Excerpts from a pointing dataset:
↓

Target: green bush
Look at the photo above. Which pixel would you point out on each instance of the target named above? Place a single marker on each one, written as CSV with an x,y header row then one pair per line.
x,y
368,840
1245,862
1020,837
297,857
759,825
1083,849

↑

Exercise details: Reproduce each of the records above line for line, with no changes.

Reply to the task:
Target: green bush
Look at the photo above. Which pixel would you point out on each instance of the target named above? Place a single marker on each one, written as CSV with an x,y header row then one pair per line.
x,y
368,840
1245,862
1020,837
297,857
759,825
1083,849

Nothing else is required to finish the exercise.